What to work on:
Rewrite part of the data below as a numbered list, starting at the line that contains "Localize red brick" and stopping after the line that contains "[817, 63, 931, 155]". Leave out blank lines and include no other lines.
+++++
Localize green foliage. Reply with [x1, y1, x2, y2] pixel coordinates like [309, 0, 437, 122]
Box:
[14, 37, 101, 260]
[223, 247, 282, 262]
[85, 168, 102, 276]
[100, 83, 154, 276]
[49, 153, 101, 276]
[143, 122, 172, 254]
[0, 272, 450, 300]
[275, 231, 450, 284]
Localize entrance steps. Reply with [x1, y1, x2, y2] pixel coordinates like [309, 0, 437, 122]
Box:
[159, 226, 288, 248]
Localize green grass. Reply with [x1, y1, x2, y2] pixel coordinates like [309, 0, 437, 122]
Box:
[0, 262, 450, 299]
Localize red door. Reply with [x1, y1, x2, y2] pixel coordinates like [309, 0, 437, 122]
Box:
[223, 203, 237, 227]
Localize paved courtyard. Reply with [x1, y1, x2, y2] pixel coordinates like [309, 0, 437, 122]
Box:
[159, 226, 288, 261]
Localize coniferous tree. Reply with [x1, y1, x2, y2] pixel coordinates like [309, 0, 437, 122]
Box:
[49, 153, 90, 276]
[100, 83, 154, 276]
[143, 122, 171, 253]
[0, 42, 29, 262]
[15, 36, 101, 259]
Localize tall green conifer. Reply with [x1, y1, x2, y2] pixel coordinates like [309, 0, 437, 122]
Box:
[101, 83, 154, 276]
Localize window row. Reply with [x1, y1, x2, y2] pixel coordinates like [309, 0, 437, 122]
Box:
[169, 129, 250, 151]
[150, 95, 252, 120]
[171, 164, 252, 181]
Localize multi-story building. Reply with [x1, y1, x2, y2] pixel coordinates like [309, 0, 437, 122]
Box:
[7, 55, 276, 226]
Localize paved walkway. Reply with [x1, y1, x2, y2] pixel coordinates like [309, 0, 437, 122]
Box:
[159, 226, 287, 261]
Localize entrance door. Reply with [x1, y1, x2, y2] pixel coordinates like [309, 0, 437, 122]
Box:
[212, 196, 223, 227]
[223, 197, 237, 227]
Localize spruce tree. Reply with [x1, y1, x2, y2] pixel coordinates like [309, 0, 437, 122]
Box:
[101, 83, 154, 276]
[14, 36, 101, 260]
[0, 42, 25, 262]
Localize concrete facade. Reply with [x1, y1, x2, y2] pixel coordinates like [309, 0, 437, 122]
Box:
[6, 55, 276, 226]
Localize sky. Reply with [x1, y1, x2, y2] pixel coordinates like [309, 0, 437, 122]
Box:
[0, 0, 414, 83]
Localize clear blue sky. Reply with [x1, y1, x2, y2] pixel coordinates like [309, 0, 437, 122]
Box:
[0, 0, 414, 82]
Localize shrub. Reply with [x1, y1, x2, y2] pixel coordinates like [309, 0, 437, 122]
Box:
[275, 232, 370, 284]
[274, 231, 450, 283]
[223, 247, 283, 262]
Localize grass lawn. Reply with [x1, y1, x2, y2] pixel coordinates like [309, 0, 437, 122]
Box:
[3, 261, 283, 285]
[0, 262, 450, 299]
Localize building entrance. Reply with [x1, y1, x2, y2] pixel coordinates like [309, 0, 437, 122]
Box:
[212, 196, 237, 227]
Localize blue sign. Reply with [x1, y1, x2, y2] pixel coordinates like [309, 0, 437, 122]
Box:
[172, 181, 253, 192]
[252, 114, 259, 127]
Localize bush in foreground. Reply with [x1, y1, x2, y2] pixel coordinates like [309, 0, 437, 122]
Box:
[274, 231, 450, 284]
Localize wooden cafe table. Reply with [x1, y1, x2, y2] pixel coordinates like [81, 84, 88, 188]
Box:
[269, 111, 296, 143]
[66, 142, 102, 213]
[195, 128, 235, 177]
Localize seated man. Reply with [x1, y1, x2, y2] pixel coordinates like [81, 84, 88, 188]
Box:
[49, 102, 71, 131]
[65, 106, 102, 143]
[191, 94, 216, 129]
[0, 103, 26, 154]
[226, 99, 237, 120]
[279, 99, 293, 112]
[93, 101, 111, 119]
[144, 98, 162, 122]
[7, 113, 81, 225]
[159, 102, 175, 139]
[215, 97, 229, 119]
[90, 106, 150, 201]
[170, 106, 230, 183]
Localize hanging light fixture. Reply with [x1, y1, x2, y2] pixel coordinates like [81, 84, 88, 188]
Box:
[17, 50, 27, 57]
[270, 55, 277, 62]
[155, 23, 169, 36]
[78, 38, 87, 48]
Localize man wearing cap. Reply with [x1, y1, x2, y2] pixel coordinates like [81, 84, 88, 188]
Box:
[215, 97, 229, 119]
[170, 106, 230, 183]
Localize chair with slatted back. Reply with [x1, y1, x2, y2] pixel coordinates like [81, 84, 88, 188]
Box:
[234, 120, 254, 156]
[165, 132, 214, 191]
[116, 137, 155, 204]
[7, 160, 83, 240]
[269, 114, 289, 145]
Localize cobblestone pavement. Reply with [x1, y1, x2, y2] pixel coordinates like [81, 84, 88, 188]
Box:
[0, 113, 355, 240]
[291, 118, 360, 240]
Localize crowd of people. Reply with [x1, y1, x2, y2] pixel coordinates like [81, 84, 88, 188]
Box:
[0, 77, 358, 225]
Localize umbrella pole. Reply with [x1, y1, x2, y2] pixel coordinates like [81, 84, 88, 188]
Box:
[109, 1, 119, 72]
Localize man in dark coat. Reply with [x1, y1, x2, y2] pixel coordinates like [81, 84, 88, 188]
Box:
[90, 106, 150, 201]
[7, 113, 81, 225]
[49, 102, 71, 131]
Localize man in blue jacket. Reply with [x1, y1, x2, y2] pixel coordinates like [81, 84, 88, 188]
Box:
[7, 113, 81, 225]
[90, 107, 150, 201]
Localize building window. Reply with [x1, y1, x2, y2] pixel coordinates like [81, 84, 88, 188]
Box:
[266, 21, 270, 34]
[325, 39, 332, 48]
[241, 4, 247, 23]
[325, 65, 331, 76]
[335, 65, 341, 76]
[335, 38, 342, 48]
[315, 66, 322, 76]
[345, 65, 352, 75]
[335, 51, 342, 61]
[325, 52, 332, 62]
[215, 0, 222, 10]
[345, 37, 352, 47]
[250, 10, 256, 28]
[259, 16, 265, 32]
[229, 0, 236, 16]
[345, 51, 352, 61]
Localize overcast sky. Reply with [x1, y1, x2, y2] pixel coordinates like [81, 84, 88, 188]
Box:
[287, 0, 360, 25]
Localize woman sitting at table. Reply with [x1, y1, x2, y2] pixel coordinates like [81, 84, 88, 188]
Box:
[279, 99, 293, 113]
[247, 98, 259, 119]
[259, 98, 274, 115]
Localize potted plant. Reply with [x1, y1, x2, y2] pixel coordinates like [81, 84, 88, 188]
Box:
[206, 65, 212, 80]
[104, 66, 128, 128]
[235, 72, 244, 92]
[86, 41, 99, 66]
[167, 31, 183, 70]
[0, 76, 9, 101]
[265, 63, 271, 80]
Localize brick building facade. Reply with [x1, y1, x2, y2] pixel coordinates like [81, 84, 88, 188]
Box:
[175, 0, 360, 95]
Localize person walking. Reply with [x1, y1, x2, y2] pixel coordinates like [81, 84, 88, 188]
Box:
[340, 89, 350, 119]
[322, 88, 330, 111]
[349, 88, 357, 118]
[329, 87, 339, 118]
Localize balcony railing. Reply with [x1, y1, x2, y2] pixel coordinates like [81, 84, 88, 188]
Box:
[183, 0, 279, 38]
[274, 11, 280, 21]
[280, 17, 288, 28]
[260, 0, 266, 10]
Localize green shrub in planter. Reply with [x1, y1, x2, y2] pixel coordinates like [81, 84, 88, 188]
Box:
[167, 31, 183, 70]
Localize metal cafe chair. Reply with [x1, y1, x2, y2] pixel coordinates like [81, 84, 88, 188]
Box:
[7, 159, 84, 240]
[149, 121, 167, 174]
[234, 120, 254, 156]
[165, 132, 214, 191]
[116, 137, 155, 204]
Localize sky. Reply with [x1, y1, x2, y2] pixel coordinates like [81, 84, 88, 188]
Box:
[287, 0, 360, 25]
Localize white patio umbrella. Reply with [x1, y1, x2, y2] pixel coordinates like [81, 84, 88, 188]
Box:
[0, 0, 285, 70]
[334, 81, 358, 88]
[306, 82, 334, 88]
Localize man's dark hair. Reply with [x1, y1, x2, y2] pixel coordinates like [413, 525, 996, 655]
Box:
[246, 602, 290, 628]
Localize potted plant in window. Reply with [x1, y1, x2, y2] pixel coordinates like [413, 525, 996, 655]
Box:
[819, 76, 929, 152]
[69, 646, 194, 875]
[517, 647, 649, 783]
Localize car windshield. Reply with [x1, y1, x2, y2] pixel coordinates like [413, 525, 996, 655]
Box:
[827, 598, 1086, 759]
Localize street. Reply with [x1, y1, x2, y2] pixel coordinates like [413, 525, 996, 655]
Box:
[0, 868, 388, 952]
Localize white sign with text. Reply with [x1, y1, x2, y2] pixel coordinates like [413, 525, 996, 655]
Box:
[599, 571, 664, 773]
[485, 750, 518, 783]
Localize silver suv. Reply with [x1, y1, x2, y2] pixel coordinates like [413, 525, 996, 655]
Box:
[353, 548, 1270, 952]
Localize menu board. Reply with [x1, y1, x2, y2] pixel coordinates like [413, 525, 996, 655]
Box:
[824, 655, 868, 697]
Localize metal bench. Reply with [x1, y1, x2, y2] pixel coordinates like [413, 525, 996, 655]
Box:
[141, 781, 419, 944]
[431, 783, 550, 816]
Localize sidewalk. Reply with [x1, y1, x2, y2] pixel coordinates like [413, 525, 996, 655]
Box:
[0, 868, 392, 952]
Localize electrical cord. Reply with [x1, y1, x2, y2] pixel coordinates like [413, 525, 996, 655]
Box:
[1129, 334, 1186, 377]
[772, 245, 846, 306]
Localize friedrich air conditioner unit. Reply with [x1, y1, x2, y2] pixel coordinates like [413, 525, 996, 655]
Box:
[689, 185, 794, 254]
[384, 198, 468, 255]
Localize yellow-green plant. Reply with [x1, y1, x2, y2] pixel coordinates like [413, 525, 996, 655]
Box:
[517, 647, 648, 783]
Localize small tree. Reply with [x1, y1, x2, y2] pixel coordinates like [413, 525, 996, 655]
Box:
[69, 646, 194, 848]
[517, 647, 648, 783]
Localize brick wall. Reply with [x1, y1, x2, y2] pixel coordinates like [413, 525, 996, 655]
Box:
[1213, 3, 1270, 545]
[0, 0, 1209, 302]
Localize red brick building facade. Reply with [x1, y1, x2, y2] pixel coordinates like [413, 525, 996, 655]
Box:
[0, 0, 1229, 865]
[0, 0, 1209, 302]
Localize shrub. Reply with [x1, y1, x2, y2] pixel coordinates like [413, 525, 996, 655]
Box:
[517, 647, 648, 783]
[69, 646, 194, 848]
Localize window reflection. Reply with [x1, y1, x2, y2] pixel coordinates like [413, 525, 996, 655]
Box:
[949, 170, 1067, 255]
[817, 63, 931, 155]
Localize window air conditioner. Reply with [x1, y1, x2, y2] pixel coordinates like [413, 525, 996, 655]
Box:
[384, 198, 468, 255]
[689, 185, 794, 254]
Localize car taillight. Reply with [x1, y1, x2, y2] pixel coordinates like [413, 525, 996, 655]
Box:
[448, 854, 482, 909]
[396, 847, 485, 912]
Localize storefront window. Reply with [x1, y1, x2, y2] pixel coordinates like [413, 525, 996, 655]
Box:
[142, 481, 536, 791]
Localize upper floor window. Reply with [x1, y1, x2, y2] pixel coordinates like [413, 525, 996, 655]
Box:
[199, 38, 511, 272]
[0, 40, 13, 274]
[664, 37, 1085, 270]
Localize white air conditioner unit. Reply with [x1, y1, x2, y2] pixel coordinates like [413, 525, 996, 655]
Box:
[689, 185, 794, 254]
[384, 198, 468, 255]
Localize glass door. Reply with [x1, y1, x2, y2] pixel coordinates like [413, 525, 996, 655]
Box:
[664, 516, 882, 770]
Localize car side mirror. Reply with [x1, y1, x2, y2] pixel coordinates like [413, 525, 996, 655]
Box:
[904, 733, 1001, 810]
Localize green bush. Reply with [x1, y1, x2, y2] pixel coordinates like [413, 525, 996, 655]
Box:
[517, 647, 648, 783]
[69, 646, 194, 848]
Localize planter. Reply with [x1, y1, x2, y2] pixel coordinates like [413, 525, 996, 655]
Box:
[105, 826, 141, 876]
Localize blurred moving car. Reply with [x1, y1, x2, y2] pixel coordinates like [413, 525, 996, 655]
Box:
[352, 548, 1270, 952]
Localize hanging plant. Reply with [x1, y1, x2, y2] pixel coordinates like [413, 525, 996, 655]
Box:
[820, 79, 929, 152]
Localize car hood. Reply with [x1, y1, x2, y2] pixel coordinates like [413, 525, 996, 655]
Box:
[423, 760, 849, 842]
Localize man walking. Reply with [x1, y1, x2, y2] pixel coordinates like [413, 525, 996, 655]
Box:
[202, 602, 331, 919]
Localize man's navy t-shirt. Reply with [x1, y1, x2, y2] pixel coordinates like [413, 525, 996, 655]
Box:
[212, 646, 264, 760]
+++++
Written solution:
1. Localize red brick building facade. Reply with [x1, y1, x2, y2] pixel coordinates like [413, 525, 996, 655]
2. Box:
3. [0, 0, 1229, 865]
4. [0, 0, 1209, 302]
5. Localize shrub. Reply with [x1, y1, x2, y2] pixel coordinates like [413, 525, 996, 655]
6. Box:
7. [517, 647, 648, 783]
8. [69, 646, 194, 848]
9. Localize window reflection. Reply with [x1, y1, x2, y2] pixel coordinates like [413, 525, 996, 655]
10. Box:
11. [949, 170, 1067, 255]
12. [817, 63, 931, 155]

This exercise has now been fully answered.